▶ **課題**:
1. 引用文に基づき、次の問いにそれぞれ答えてください。
(a) 花山天皇が出家したのは何歳のときですか。
(b) 秀吉の築いた大阪城は、どのような扱いを受けたと述べられていますか。
(c) まひろは涙しながら何と述べましたか。
2. ドラマを論じた引用文を、最後の文の後から書き継いでください。

▶ **引用文**:
どうするのでしょう、また昔のように築地塀の崩れも放置し、雨漏りが滝のように降り、さらにお給料の減少に耐え切れず使用人が辞めていって限りなく0に近づいていく無限ループに逆戻りですか!?

 

さらに花山天皇は世を儚んでか、自害するということはなかったけれども、寺を巡礼する旅にでたという。また、和歌や芸能に秀でており、風流な余生を送った。余生と言っても出家したのはまだ19歳だったが。上皇となってからも妻妾を持ち、女好きだったが、それは性格だから変えられるものでもない。繰り返すが19歳の若さで政略に嵌められ、引退を余儀なくされたのだから破滅的な行動に走ってもおかしくないなか、仏の路に入り自分を見つめ直す姿勢は、見ていてハッと胸に手を当てさせられる……

奇行が多かったとかの伝説は、別の政治派閥による創作の可能性もあるし。

なぜなら歴史の叙述は常に勝者の立場から語られるからだ。歴史を残せるのは勝者のみともいう。

大阪城を思い出してください。秀吉の築いた大阪城は基礎に至るまで徹底的に破壊され、家康により上から(今現存する)新しい大阪城が建てられましたでしょう?あれと同じことです。

今見える、手に取る事のできる歴史はすなわち正しい、とは限らないのです。

 

ドラマのテーマは源氏物語であり紫式部が生きた時代を描くというものですが、その本編に入る前の序章の終わりを告げる時がきたとは言える。

これから政治的に兼家が主役の時代になり、道長にもスポットライトが当たる時がくるだろう。

 

 

さて、今回のストーリーのもうひとつの焦点、恋について考えてみる。

まひろと道長の恋

2人の恋は一見成就したかのように見えるが決してそうではない。

現実に男女の関係になっても。思いが通じて満足で幸せそうな道長に対し、まひろは涙しながら「人間は幸せでも泣くし、悲しくても泣くのよ」と述べる。

▶ **データセット内容**:
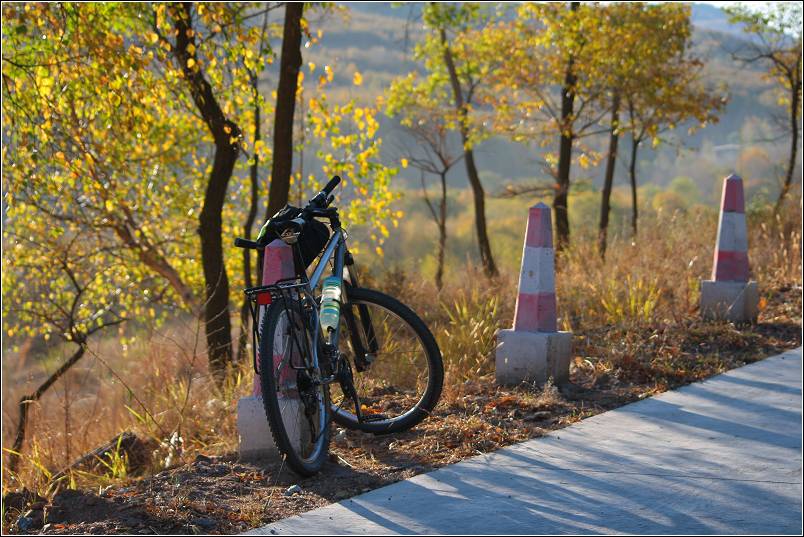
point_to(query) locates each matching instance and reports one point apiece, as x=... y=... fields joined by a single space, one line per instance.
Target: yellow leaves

▶ **課題別解答**:
1.
(a) 19歳のときです。
(b) 基礎に至るまで徹底的に破壊され、家康により上から新しい大阪城が建てられたと述べられています。
(c) 「人間は幸せでも泣くし、悲しくても泣くのよ」と述べました。

2.
まひろはこのどちらの感情もあるから道長のように一概に喜べないのだろう。

単刀直入に言えば、二人の関係の障壁になっているのは身分だ。兼家の口添えあってもなお六位蔵人の官位でしかない学問一辺倒の為時の娘では、道長の妻になってもよくて妾、側室にしかなれないし結婚して幸せかというと「何番目かの妻」では素直に喜べないのは当然。

婿入り婚であった当時、男性貴族の出世の鍵を握るのは婿入り先の政治・経済的権勢であったので、まひろは絶対に正妻にはなれない。妻妾の立場がどんなに辛く心細く寂しいものであるかは、道綱の母が記した蜻蛉日記にまざまざとその現状が書かれているのを見ても一目瞭然だ。

 

詩歌をよくし文筆の才が冴えわたるまひろ。

普段のようすは冷静沈着、世俗の出世や儲け話とは無縁で、親子ともども純朴に学問を愛する。機械みたいに、AIのようにただデータベースからはじき出すような思考回路?父の英才教育あってのもの?

いや、感情の奥底にほとばしるような情熱を隠しているからこその、味わい深い表現になるのだろう。

 

このまひろの繊細に揺れ動く女心というのか、言葉で表すことのできない心情の機微を、吉高由里子さんが無言のうちに表情で見事に語る。

父が通う妾宅へ真相究明に潜入するも、その妾は病で明日をも知れぬ命であるという重い事実を受け止め、男女の仲とは一筋縄では説明できない奥深さがあるのだとまひろなりに理解しようとかみしめていたところだが……………

(※このくだりや色々な男女関係がこのドラマでは描かれているが、そのどれもが源氏物語のしみじみとした情趣、人の心を強く打つ感動などの「あはれ」に集約されていく伏線なのではと思わせる節がある)

その後、道長からの文を従者の百舌彦が届けに来るが(この文をまひろが直接受け取っているシーンは断じて貴族の姫としてありえない行動だとしても)その文を食い入るように見つめ思いを馳せるまひろの表情が実に美しい。

それまでとは打って変わって、みるみるうちに恋する乙女の如くかわいらしく艶やかになり、透き通るような色白の肌は心なしかほんのり色づいているかのよう。

感情の昂ぶりのあまり目までうるんでいるかに見える。

 

貴族の文のやり取りって本来こうですよね。何回も熱烈な歌を贈られ、しかし女性側はすぐに靡くのははしたないとされて何度か返歌をするうちに次第に打ち解けていく……

ただしまひろがただの姫でないところは、返歌を昔の有名な漢詩から引用している点だ。なんと(5世紀の)東晋陶淵明から取っている。そりゃ道長も戸惑って行成に相談するわけです。なぜなら漢籍は男性が朝廷での仕事で扱うもの、女性は関わるべきものではなかったからで。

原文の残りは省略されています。